*** Records to process ***

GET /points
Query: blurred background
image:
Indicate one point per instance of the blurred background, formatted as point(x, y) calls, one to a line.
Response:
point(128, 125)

***
*** Records to process ***

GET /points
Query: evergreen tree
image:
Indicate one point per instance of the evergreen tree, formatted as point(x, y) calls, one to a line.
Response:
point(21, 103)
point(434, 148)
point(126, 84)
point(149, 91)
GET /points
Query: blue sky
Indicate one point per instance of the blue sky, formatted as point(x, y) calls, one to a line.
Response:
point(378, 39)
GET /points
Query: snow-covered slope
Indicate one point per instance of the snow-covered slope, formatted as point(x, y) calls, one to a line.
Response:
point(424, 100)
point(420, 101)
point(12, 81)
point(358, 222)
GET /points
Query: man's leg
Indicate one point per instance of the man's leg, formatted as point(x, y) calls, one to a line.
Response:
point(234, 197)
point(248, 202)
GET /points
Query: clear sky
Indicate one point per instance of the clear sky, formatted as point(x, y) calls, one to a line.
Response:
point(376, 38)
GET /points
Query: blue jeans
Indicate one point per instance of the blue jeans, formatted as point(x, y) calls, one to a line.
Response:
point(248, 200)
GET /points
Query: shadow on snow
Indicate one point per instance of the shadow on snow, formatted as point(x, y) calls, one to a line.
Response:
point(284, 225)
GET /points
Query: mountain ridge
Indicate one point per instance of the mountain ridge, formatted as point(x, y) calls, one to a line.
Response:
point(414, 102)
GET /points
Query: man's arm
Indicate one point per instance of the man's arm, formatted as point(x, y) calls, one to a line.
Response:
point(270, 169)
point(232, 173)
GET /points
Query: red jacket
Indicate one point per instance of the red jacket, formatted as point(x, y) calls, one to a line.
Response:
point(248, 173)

***

Gather every line of the listing above that contains the string "jeans". The match is case-sensitive.

Finished task »
Query: blue jeans
Indicate one point per instance of the blue jeans, formatted as point(x, y) calls, one to a line.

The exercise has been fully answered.